The euro has fallen to its weakest level in more than two-and-a-half years, as investors baulked at poor eurozone economic data and moved into the dollar as a haven asset while the coronavirus crisis deepens.
The Europe-wide currency dropped by 0.2 per cent on Thursday, extending losses from the previous day, to reach a low of $1.0843, its weakest value since May 2017.
Worries over the spread of coronavirus have boosted the dollar, a haven for investors during uncertainty over the global outlook. The dollar index, which measures the greenback against a group of other currencies, was up 0.2 per cent in the same period — bringing its gains over the past month to 1.8 per cent.
“The defining characteristic of the [dollar] in recent weeks has been its role as a safe haven,” said Steve Englander, a currencies analyst at Standard Chartered. The dollar has been the strongest performing G10 currency so far in 2020.
The euro’s losses deepened in afternoon trading on Thursday after the Centres for Disease Control confirmed the 15th case of coronavirus in the US, and news outlets reported that the White House believes cases of infection have been “severely” under-reported in China.
The euro is also down against the pound, to £0.837, its lowest level since July 2016, and is at its weakest value against the Swiss franc since March 2017, at SFr1.063, again reflecting haven flows into the franc.
“What’s interesting is that the market consensus has been forecasting a recovery for the euro since early 2018 and it has consistently been wrong,” said Jane Foley, head of the currency strategy at Rabobank. “This is not just about the coronavirus, this is a euro story,” she added, noting that investors have been spooked by weakness in eurozone data, particularly coming out of Germany, as well as a turbulent political backdrop.
Figures released on Wednesday showed that industrial production had deteriorated faster than expected in the euro area.
++++++++
◆ **What you will do**
From the passage above on the euro's fall, list each currency that the euro is reported to have weakened against, and give the level the passage states for each.

◆ **Source information**
++++++++
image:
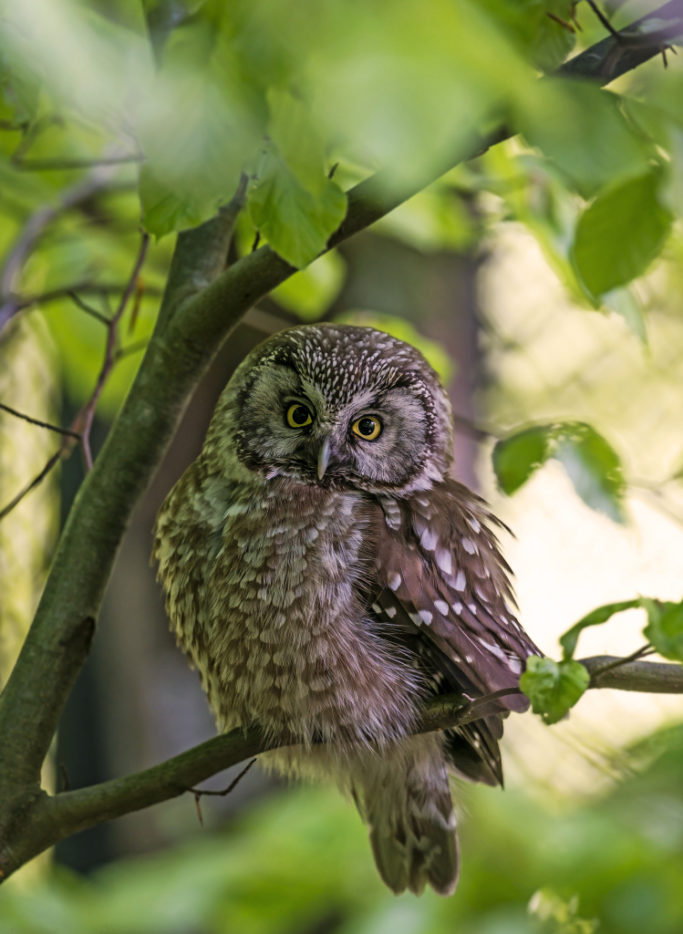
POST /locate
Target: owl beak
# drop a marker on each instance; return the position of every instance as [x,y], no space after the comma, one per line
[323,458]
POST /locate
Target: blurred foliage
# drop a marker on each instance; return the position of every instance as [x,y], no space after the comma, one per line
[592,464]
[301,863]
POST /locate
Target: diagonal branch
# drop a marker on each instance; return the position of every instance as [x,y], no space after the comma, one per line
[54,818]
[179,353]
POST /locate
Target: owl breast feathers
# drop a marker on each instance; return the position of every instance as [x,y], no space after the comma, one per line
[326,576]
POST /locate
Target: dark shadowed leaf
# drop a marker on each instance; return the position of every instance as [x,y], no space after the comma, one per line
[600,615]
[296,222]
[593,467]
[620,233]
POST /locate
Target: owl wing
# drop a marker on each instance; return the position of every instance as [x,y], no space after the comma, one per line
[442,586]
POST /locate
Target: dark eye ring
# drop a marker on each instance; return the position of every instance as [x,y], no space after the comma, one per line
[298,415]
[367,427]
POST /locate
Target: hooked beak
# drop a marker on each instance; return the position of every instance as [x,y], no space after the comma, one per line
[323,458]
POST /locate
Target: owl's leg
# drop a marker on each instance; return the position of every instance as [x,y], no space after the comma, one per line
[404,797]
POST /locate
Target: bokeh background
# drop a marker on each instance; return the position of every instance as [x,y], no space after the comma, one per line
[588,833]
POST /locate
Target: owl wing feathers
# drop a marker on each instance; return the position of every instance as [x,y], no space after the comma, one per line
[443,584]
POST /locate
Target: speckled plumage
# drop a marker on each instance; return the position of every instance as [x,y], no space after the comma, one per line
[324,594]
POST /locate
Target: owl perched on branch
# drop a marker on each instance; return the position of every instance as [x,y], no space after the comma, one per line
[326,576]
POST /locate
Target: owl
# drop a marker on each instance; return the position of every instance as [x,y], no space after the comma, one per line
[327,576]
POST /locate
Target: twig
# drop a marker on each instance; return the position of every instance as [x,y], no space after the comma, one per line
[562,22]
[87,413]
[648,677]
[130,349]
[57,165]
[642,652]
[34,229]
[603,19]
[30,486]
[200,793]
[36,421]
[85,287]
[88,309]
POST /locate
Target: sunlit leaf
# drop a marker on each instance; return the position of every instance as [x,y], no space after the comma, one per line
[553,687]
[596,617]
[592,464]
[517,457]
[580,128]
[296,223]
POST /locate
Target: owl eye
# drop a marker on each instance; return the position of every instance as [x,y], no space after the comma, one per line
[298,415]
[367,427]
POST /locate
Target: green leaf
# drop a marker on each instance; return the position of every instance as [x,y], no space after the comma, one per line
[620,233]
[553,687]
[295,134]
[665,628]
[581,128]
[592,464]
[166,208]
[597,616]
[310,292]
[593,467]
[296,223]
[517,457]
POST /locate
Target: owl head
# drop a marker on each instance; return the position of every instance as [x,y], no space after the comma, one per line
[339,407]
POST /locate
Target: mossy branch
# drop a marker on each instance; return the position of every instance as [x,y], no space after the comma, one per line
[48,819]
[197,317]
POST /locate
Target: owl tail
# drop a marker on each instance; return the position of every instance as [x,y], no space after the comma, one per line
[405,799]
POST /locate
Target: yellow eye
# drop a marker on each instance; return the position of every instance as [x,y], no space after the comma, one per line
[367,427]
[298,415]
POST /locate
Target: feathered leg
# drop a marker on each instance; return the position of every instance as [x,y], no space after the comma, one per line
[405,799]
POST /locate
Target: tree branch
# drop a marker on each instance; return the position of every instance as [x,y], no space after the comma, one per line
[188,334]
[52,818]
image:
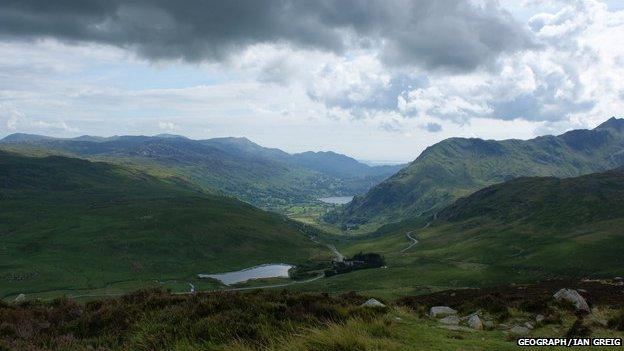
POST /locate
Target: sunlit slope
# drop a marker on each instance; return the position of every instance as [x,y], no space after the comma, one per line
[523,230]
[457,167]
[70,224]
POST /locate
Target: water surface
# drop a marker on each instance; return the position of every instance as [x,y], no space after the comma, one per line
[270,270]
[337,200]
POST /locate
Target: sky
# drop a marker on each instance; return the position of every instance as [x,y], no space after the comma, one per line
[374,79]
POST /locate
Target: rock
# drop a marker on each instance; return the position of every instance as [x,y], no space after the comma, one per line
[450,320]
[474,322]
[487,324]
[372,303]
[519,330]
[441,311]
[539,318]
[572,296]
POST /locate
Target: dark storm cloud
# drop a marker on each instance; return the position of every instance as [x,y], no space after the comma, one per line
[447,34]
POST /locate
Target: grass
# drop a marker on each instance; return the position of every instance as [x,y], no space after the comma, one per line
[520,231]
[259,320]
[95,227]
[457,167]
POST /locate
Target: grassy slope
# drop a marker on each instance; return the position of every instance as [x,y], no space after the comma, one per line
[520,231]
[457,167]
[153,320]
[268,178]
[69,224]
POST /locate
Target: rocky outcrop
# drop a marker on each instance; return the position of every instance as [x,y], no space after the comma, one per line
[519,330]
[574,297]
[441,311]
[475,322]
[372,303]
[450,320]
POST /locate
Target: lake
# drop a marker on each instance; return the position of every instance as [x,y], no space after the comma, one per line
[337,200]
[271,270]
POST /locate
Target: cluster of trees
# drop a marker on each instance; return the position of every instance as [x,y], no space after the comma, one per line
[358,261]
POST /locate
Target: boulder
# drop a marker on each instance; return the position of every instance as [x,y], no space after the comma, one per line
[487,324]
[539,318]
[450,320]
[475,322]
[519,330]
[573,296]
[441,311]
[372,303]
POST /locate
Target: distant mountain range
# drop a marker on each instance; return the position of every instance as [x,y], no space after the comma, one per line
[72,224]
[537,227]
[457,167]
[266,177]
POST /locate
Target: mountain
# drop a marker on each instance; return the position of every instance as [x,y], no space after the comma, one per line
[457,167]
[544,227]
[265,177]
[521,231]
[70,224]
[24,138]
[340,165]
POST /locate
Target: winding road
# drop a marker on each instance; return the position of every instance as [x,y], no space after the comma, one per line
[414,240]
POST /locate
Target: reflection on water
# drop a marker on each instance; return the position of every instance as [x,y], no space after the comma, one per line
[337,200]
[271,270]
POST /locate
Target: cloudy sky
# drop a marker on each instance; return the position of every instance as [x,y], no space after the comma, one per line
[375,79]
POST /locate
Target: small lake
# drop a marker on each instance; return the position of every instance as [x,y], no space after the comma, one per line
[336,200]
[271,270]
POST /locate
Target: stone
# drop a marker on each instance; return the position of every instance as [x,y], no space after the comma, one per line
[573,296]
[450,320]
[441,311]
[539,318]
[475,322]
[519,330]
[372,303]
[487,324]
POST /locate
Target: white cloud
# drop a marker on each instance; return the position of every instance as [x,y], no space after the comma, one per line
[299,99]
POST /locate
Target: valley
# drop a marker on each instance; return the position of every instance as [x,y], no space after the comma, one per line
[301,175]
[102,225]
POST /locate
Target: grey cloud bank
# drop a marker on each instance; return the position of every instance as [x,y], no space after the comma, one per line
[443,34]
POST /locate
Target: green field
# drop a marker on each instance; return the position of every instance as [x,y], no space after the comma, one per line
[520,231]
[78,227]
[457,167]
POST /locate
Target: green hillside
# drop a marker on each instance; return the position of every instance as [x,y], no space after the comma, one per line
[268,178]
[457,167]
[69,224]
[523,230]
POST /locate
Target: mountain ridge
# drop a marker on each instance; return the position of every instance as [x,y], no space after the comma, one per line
++++++++
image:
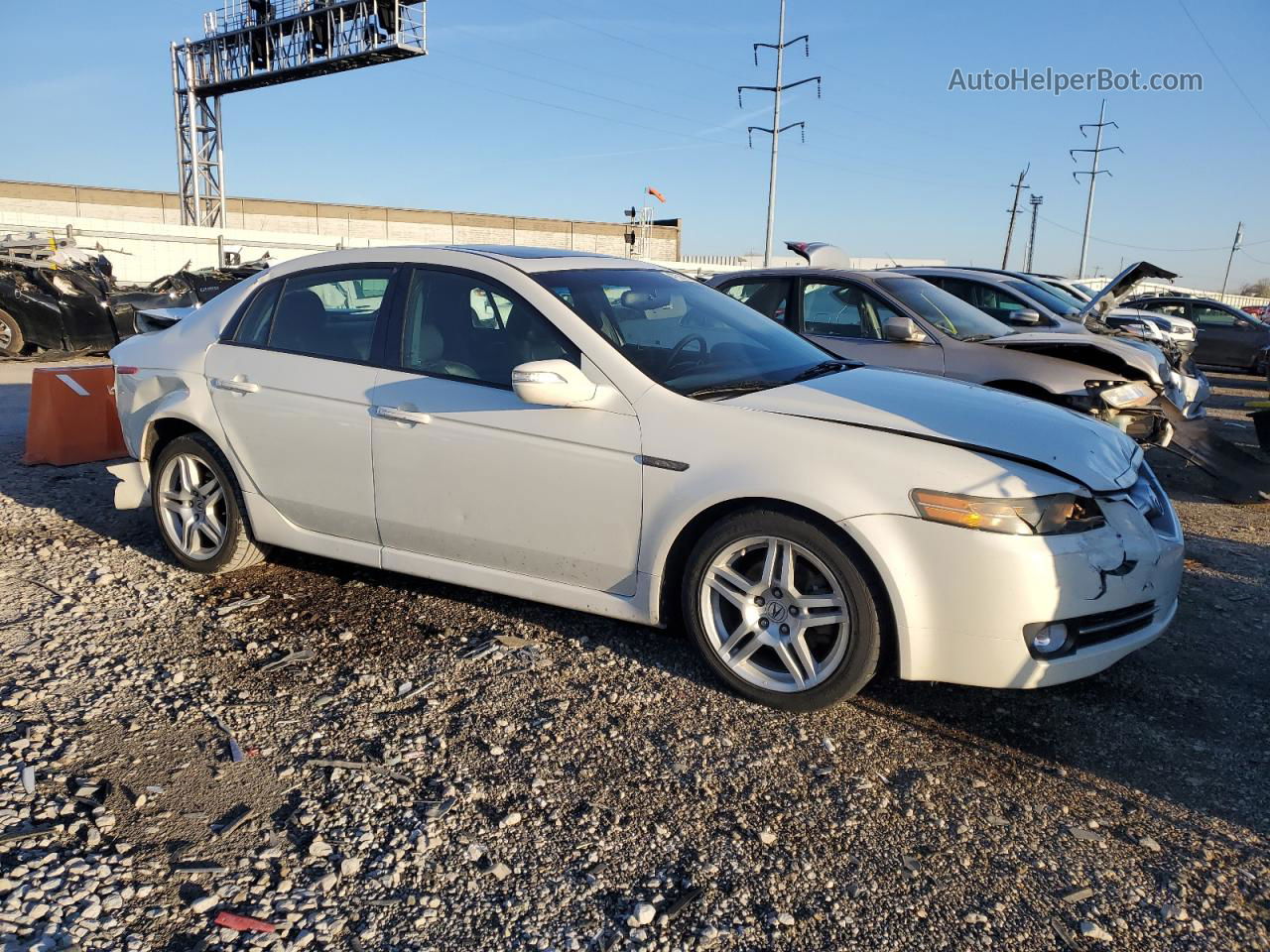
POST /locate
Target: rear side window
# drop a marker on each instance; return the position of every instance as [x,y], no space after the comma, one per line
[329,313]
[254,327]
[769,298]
++++++++
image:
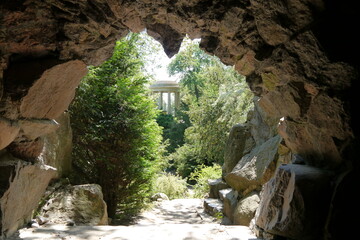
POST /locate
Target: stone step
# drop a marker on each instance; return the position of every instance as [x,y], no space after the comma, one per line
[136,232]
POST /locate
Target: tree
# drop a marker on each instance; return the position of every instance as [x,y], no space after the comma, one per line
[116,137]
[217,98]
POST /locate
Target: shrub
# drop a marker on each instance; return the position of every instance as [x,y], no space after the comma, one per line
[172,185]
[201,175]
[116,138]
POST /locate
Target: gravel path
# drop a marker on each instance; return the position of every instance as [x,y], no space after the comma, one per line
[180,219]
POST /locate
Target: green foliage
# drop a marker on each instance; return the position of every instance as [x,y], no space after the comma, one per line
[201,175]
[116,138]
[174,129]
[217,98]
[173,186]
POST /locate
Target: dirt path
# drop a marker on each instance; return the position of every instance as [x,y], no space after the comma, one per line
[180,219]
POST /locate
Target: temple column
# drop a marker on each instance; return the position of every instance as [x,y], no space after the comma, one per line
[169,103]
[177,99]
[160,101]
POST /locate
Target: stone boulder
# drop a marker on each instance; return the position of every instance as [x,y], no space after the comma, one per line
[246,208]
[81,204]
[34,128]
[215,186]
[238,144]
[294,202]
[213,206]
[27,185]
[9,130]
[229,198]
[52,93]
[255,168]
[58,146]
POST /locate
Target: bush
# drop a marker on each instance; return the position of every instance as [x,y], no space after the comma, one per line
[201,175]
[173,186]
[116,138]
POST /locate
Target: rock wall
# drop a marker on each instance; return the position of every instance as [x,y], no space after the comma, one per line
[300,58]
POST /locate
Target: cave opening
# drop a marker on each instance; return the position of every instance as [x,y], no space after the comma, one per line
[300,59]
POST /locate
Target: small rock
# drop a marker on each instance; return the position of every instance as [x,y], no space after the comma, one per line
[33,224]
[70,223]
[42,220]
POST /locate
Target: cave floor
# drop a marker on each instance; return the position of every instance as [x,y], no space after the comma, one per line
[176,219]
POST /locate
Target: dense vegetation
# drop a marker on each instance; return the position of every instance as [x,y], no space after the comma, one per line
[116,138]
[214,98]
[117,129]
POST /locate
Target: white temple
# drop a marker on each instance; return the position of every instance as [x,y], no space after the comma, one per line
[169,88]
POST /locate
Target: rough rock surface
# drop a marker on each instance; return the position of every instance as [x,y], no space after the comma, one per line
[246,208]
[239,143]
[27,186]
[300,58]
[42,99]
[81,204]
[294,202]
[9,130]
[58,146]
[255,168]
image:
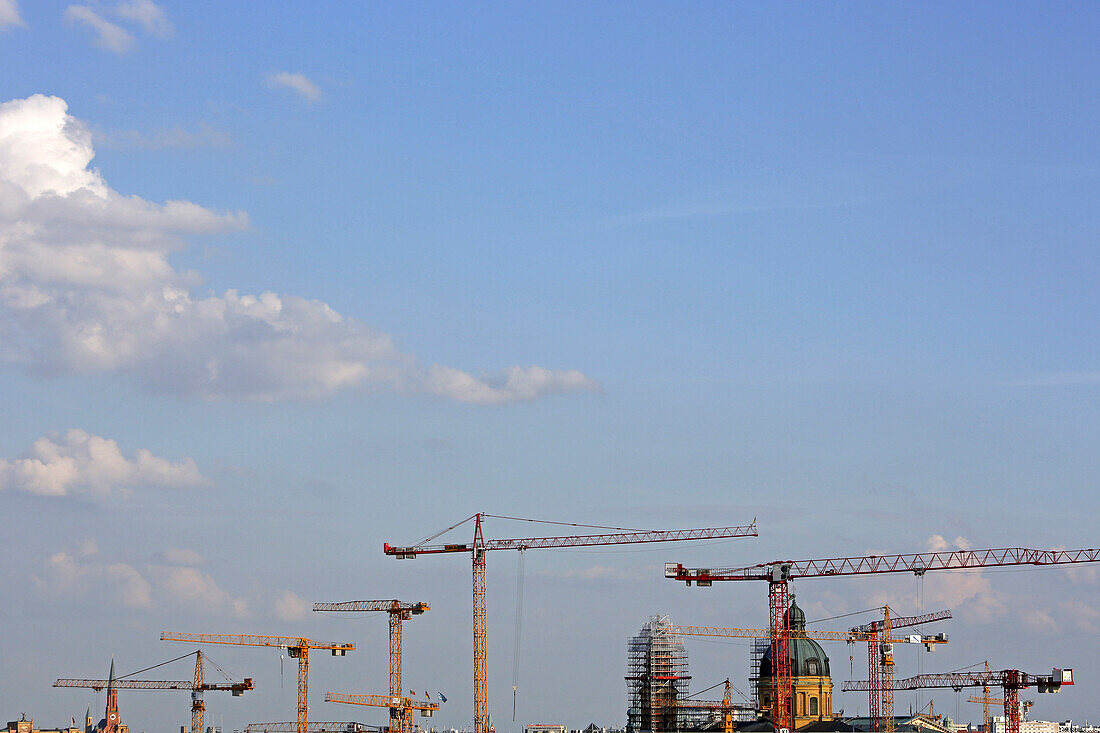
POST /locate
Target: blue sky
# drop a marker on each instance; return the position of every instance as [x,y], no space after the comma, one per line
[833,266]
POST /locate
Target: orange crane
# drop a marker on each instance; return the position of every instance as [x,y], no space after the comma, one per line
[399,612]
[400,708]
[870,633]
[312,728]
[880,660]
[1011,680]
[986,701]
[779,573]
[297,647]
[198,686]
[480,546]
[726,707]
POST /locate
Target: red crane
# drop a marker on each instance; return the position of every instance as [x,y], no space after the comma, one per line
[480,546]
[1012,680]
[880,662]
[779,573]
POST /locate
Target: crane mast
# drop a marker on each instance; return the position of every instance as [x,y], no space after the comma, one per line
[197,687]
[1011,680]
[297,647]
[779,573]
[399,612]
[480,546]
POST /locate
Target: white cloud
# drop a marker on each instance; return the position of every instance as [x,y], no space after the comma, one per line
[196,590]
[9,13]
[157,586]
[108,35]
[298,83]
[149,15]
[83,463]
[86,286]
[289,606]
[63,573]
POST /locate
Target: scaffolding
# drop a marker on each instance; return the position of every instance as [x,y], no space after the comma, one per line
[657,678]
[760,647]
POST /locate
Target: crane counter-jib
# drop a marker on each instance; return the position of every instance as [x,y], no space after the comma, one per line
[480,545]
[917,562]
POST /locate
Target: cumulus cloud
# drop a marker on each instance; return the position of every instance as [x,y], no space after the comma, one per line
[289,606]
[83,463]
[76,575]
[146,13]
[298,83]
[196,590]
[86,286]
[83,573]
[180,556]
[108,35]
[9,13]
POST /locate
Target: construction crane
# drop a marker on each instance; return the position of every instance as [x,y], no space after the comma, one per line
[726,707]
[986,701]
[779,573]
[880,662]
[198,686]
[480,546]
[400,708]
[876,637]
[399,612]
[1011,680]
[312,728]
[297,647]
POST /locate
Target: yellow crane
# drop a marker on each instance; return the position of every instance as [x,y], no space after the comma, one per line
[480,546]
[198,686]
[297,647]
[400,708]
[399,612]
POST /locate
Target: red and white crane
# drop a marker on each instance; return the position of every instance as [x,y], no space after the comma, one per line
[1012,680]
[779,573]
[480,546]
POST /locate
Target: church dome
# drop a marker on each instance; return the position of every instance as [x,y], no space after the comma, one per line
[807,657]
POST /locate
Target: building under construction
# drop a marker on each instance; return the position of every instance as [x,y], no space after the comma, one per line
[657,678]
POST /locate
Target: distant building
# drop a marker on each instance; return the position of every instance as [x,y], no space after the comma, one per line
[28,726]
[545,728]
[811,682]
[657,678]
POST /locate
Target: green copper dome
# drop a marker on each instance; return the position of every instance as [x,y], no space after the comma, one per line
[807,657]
++++++++
◆ **Solution below**
- US dollar: $1.0843
- Pound: £0.837
- Swiss franc: SFr1.063